*** PROVIDED DATA ***

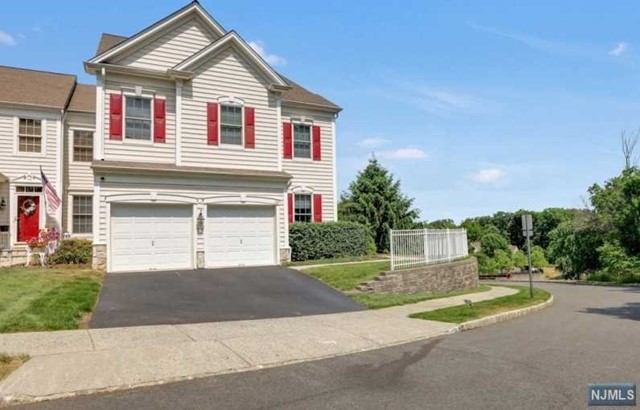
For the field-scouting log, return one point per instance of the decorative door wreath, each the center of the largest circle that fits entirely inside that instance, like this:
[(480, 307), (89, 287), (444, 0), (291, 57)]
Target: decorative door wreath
[(28, 207)]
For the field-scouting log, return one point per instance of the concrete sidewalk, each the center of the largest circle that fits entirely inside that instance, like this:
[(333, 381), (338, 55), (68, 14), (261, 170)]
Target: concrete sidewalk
[(84, 361)]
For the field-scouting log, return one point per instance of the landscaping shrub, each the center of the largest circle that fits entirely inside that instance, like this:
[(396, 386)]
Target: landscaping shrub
[(72, 251), (329, 240)]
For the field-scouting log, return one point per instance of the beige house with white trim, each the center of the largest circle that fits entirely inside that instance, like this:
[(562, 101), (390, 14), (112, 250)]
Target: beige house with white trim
[(189, 152)]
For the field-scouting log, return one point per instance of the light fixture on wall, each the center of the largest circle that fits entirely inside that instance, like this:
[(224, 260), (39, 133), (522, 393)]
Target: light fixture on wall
[(200, 224)]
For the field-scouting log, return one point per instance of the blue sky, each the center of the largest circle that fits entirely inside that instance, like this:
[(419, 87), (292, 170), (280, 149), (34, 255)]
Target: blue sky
[(475, 106)]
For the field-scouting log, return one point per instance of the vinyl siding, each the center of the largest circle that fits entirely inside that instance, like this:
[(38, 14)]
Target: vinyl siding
[(186, 38), (141, 151), (14, 164), (316, 176), (192, 190), (4, 193), (227, 74), (78, 176)]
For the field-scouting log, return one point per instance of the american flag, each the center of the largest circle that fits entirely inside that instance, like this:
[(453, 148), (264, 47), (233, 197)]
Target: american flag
[(51, 197)]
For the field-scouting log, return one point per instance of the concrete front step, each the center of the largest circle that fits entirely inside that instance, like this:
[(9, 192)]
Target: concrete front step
[(12, 257)]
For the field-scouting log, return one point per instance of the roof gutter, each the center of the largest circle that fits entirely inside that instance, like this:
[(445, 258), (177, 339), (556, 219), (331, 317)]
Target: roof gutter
[(170, 74)]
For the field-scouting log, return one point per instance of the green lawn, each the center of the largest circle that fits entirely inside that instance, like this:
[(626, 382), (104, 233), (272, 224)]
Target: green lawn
[(346, 277), (464, 313), (35, 299), (10, 363), (383, 300), (340, 260)]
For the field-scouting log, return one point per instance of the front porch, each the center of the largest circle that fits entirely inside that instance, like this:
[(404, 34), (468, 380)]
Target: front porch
[(22, 216)]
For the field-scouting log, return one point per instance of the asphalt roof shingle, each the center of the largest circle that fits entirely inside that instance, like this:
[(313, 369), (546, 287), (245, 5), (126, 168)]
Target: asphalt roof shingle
[(297, 93), (83, 99), (31, 87)]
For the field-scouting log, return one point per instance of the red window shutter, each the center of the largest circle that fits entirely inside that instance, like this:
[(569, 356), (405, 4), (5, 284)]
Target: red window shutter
[(317, 208), (287, 136), (159, 120), (212, 123), (290, 207), (115, 116), (317, 147), (249, 127)]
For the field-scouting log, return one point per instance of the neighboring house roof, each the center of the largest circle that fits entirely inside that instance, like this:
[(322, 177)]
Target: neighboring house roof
[(32, 87), (83, 99), (192, 9), (153, 168)]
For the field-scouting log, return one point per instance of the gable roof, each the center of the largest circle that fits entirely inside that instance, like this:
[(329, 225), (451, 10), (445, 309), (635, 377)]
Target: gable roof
[(83, 99), (108, 41), (300, 95), (193, 8), (32, 87), (232, 38)]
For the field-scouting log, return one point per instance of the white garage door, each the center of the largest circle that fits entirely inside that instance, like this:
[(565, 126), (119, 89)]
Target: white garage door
[(240, 236), (150, 237)]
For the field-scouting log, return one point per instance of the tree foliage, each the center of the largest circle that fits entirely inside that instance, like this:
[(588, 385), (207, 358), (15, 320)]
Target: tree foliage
[(375, 200), (491, 243)]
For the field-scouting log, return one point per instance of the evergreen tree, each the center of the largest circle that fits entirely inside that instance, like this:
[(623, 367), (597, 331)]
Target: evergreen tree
[(374, 199)]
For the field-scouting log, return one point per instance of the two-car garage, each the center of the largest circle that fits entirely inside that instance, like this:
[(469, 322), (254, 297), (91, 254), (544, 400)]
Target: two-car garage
[(147, 237)]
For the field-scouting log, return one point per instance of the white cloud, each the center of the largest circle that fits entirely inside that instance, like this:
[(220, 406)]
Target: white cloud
[(372, 142), (404, 153), (272, 59), (437, 101), (619, 49), (537, 43), (489, 176), (7, 39)]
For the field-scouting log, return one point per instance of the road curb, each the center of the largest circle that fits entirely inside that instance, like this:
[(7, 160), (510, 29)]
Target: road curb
[(572, 282), (501, 317)]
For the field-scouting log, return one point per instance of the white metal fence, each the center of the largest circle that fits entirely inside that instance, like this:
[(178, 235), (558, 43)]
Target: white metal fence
[(416, 247)]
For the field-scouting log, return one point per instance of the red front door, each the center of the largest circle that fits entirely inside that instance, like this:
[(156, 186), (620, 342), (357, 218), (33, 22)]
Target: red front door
[(28, 217)]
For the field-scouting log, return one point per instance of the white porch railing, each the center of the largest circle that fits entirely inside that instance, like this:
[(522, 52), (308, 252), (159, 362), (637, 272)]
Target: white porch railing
[(417, 247), (4, 240)]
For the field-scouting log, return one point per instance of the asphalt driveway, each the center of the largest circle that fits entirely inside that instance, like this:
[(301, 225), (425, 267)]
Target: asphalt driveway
[(213, 295), (541, 361)]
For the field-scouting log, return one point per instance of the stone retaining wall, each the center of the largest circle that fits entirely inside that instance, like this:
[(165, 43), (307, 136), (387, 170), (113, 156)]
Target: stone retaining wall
[(444, 277)]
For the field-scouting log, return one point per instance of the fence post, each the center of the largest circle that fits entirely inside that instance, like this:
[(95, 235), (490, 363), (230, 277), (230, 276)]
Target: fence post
[(448, 244), (425, 233), (391, 249)]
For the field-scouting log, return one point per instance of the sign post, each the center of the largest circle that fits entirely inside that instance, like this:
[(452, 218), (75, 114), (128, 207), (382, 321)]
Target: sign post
[(527, 231)]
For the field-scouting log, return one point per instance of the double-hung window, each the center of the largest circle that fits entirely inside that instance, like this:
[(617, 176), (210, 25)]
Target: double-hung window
[(230, 124), (82, 146), (82, 214), (138, 118), (302, 208), (29, 135), (301, 140)]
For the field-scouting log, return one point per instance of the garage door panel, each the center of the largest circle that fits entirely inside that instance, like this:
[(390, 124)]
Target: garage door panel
[(240, 236), (151, 237)]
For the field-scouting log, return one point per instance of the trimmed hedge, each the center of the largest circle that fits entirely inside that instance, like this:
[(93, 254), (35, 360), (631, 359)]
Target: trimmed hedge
[(72, 251), (329, 240)]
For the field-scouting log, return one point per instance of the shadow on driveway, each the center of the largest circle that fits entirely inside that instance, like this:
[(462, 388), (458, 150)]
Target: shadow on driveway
[(213, 295)]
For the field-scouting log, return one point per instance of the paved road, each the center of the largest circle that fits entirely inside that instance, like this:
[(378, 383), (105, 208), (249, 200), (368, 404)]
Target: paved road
[(213, 295), (541, 361)]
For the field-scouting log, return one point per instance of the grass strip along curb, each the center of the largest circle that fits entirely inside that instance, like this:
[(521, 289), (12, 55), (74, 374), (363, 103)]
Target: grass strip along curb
[(502, 306), (10, 363), (384, 300)]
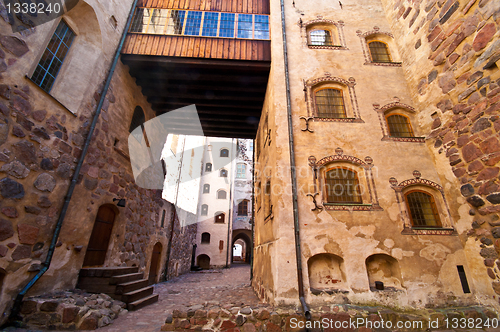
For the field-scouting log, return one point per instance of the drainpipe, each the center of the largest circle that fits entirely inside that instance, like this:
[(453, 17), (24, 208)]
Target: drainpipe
[(172, 223), (293, 173), (230, 215), (252, 220), (14, 315)]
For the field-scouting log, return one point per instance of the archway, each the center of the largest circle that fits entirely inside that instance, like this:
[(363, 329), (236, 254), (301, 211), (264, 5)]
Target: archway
[(155, 263), (240, 237), (204, 261), (101, 234)]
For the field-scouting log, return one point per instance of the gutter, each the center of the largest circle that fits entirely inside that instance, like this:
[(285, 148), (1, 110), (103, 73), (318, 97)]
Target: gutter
[(293, 173), (14, 314)]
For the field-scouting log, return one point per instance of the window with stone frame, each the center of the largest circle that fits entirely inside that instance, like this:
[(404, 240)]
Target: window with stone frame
[(396, 121), (204, 210), (205, 238), (53, 57), (221, 194), (332, 99), (243, 208), (223, 173), (324, 34), (379, 51), (422, 209), (342, 186), (379, 48), (206, 188)]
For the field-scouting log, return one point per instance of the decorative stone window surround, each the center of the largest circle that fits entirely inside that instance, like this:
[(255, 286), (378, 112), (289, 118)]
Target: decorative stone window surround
[(431, 188), (349, 95), (340, 158), (337, 32), (382, 111), (366, 50)]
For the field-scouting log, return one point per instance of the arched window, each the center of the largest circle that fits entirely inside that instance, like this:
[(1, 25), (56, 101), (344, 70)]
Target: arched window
[(267, 199), (342, 186), (52, 59), (221, 194), (399, 126), (330, 103), (320, 38), (241, 171), (205, 238), (206, 188), (243, 208), (379, 51), (137, 119), (220, 217), (224, 153), (204, 210), (422, 209)]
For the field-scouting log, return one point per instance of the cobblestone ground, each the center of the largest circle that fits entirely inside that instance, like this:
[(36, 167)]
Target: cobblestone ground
[(224, 287)]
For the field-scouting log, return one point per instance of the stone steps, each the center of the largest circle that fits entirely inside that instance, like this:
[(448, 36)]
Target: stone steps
[(121, 283)]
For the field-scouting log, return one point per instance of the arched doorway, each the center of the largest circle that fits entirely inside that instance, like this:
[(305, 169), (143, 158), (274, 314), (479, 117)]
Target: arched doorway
[(155, 263), (244, 240), (204, 262), (101, 234)]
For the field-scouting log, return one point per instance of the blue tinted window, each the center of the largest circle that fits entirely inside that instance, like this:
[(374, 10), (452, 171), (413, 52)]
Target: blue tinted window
[(226, 25), (210, 24), (261, 27), (244, 26), (175, 22), (193, 24), (52, 59)]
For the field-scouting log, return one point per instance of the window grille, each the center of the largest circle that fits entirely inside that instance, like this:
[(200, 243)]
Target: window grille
[(220, 217), (342, 186), (53, 57), (204, 210), (206, 188), (221, 194), (321, 38), (330, 104), (423, 211), (243, 208), (224, 153), (399, 126), (241, 171), (205, 238), (379, 52)]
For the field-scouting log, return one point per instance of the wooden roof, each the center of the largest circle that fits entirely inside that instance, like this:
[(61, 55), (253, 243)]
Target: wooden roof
[(228, 93)]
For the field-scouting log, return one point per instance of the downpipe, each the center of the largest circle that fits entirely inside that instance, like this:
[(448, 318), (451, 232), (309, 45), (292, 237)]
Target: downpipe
[(293, 173), (14, 317)]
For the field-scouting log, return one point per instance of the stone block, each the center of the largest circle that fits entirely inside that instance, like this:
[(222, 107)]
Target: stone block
[(6, 229), (27, 233)]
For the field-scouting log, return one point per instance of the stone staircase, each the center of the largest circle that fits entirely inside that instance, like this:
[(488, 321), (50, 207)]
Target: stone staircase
[(125, 284)]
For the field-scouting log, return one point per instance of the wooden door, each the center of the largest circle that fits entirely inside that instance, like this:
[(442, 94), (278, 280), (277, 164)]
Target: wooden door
[(99, 239), (155, 263)]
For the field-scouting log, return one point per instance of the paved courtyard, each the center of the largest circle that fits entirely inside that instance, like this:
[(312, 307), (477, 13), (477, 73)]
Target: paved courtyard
[(227, 287)]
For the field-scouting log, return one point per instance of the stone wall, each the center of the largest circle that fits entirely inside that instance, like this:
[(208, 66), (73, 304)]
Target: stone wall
[(450, 52), (328, 318), (41, 141)]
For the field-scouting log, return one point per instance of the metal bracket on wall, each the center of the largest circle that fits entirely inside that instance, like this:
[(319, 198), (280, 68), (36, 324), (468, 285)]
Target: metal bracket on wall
[(316, 206), (307, 119)]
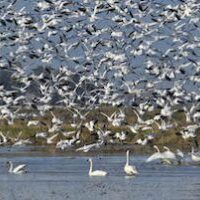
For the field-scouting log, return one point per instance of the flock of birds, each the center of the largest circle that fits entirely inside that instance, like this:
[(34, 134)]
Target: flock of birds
[(166, 157), (79, 55)]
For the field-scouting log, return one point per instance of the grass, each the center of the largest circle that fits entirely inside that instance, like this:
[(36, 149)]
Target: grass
[(168, 137)]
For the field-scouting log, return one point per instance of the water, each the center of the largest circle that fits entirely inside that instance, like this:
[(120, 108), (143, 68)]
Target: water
[(66, 177)]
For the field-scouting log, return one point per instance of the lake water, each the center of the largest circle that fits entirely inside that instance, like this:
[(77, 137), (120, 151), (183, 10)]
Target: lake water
[(66, 177)]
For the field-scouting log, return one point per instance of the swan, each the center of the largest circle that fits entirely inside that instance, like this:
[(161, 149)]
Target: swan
[(128, 169), (96, 172), (195, 155), (155, 156), (168, 156), (16, 170)]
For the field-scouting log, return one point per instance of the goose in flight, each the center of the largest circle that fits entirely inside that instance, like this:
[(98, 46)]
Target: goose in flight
[(129, 169), (96, 172)]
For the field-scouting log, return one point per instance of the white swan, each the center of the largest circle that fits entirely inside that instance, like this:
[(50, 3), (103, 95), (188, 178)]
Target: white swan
[(195, 156), (96, 172), (128, 169), (168, 156), (16, 170)]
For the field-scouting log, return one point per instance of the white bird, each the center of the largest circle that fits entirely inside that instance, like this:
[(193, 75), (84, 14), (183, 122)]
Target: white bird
[(96, 172), (16, 170), (195, 156), (168, 156), (128, 169)]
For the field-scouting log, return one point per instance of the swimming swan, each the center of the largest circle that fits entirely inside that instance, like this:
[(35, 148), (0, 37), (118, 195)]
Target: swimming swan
[(128, 169), (96, 172), (16, 170), (155, 156), (195, 156)]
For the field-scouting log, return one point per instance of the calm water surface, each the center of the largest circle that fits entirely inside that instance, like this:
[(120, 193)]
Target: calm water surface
[(66, 177)]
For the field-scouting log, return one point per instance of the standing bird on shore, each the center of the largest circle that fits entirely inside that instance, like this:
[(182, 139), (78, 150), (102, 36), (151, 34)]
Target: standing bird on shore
[(96, 172), (129, 169)]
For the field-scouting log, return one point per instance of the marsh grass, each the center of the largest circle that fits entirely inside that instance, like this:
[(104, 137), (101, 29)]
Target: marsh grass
[(168, 137)]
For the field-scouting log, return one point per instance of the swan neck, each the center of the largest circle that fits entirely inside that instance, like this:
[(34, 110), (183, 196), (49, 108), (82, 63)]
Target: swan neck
[(91, 165), (11, 167), (158, 150)]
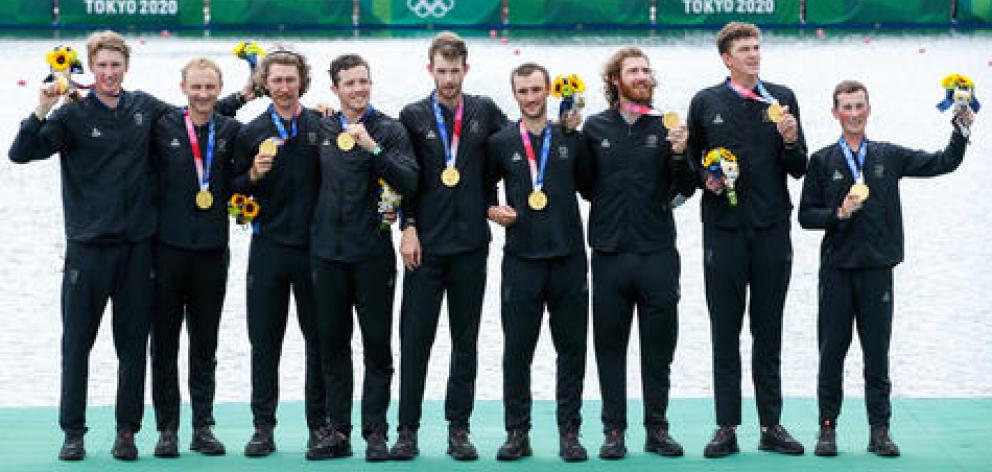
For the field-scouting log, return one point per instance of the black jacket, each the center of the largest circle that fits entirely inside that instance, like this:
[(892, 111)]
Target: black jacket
[(556, 230), (873, 236), (451, 220), (346, 226), (108, 189), (636, 177), (107, 183), (285, 194), (181, 223), (718, 117)]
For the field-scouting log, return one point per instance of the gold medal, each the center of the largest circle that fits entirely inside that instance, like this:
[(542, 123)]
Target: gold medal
[(346, 142), (62, 84), (537, 200), (775, 112), (859, 191), (204, 199), (268, 147), (450, 176)]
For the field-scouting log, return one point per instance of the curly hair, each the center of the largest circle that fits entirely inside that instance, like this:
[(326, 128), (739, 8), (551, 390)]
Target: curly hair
[(612, 71)]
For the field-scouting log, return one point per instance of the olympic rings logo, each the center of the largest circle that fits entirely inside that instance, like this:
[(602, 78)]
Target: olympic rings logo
[(435, 8)]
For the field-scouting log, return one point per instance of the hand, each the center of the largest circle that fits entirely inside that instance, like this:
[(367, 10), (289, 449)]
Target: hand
[(361, 135), (325, 109), (261, 166), (966, 116), (48, 97), (410, 248), (788, 127), (248, 91), (847, 208), (678, 137), (573, 119), (503, 215), (714, 184), (389, 216)]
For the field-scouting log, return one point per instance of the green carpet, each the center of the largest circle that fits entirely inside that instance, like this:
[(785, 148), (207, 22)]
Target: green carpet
[(934, 435)]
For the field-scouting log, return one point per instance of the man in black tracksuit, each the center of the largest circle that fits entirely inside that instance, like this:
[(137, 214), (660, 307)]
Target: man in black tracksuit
[(285, 187), (863, 241), (191, 254), (544, 260), (635, 261), (108, 193), (445, 245), (747, 245), (354, 265)]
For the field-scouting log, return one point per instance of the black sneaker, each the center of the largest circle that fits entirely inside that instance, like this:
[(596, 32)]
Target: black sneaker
[(72, 448), (342, 442), (613, 445), (124, 448), (206, 443), (723, 444), (168, 444), (460, 447), (405, 447), (569, 447), (658, 440), (881, 444), (777, 439), (261, 444), (321, 444), (376, 449), (517, 445), (826, 442)]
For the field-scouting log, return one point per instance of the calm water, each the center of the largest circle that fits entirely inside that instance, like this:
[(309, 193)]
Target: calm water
[(943, 315)]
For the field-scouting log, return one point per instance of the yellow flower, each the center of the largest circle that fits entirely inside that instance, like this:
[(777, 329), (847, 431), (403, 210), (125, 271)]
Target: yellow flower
[(248, 48), (957, 81), (717, 155), (577, 85), (60, 59), (250, 209), (238, 199), (566, 86)]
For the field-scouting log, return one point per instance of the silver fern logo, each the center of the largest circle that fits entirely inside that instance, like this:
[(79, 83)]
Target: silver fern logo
[(430, 8)]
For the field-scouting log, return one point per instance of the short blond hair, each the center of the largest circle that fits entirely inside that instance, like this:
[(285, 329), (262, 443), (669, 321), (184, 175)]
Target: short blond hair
[(733, 31), (284, 56), (109, 40), (202, 63)]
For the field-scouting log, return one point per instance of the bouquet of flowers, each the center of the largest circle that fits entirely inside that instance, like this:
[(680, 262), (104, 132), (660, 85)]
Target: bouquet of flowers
[(959, 92), (720, 162), (389, 202), (62, 63), (569, 90), (250, 52), (243, 209)]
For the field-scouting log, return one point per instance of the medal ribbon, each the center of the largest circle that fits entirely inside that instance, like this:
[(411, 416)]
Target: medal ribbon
[(855, 164), (202, 171), (638, 108), (450, 151), (745, 92), (536, 174), (361, 119), (277, 121)]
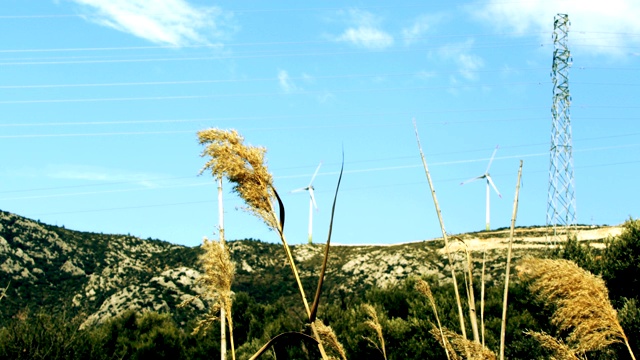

*** End of PROVIDED DATA ***

● **ABOUT THIS EXERCISE**: Taking the entries above, write out exactly each line from the one holding "[(77, 137), (120, 151), (183, 10)]" to the one holding "[(161, 149)]", both included, and stop there.

● **SOLUTION FOR THIS PROBLEM**:
[(77, 137), (120, 151), (183, 10)]
Target: lake water
[(66, 177)]
For the field-scouting log, return one point per instance of the swan, each the center of the largest circle that fits entirely inside that instance, like this:
[(161, 149)]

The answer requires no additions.